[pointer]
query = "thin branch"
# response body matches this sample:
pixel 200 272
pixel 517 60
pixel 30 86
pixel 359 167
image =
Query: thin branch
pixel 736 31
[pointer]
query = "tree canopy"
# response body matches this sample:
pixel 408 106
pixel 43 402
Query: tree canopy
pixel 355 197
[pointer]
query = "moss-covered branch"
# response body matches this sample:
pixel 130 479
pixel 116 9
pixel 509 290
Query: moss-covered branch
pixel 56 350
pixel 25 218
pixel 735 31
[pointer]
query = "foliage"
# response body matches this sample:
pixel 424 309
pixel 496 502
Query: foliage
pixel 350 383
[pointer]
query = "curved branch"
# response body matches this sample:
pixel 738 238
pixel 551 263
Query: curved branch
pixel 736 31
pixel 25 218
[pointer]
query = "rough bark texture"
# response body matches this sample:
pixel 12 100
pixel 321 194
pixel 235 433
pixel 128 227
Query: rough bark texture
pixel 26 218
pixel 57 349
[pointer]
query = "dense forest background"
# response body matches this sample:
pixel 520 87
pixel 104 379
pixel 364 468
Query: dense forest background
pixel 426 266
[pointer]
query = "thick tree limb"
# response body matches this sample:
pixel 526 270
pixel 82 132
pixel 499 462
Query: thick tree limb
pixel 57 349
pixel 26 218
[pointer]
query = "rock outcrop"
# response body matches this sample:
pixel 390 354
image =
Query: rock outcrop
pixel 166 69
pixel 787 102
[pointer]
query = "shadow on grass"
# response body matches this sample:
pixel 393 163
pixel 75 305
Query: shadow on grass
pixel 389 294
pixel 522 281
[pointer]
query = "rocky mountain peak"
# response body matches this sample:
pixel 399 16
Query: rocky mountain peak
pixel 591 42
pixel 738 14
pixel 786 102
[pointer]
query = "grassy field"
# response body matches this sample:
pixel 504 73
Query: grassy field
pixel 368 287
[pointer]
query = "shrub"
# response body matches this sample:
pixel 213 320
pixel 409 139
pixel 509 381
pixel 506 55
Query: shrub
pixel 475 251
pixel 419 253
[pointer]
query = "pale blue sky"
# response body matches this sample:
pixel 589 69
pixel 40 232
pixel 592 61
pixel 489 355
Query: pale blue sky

◇ ◇ ◇ ◇

Reproduce all of the data above line for line, with no alteration to any character.

[pointer]
query = "thin branch"
# response body matches this sample:
pixel 200 272
pixel 517 60
pixel 30 86
pixel 359 167
image =
Query: thin branch
pixel 736 31
[pointer]
query = "tree canopy"
# response body matches this sample:
pixel 408 106
pixel 43 402
Query: tree canopy
pixel 355 197
[pointer]
query = "moss-covered branch"
# response body matches this sample:
pixel 130 479
pixel 116 9
pixel 509 290
Query: moss-covered branch
pixel 56 350
pixel 25 218
pixel 735 31
[pointer]
query = "foliage"
# response body matches this sample:
pixel 424 309
pixel 496 502
Query: foliage
pixel 350 383
[pointer]
query = "curved branch"
# response body matches this sample:
pixel 738 238
pixel 551 263
Query: curved branch
pixel 736 31
pixel 25 218
[pointer]
query = "rough bark texture"
# response body matches this sample:
pixel 12 100
pixel 321 194
pixel 235 433
pixel 128 227
Query: rough bark texture
pixel 26 218
pixel 57 349
[pointer]
query = "dense forest background"
# response body matches this sample:
pixel 520 87
pixel 104 379
pixel 364 468
Query: dense forest background
pixel 426 266
[pointer]
query = "thick tree limb"
# response body matches this sample:
pixel 526 270
pixel 82 132
pixel 499 462
Query: thick tree limb
pixel 57 349
pixel 26 218
[pointer]
query = "rock outcrop"
# response body matches this sample:
pixel 390 354
image =
Query: rock outcrop
pixel 166 69
pixel 787 102
[pointer]
query = "shadow on grass"
# response body matches this sample:
pixel 393 163
pixel 75 305
Query: shadow on grass
pixel 389 294
pixel 522 281
[pointer]
query = "rocky mountain peak"
# response body matches this sample:
pixel 399 16
Query: rocky mountain peak
pixel 591 42
pixel 738 14
pixel 786 102
[pointer]
query = "grassy field"
# response body matches this sample:
pixel 504 73
Query: grassy field
pixel 368 287
[pointer]
query = "shrub"
# response body matches this sample:
pixel 213 320
pixel 409 139
pixel 509 381
pixel 506 55
Query: shrub
pixel 475 251
pixel 419 253
[pointer]
query = "pale blue sky"
# response body matches this sample:
pixel 589 69
pixel 40 232
pixel 592 61
pixel 489 355
Query: pale blue sky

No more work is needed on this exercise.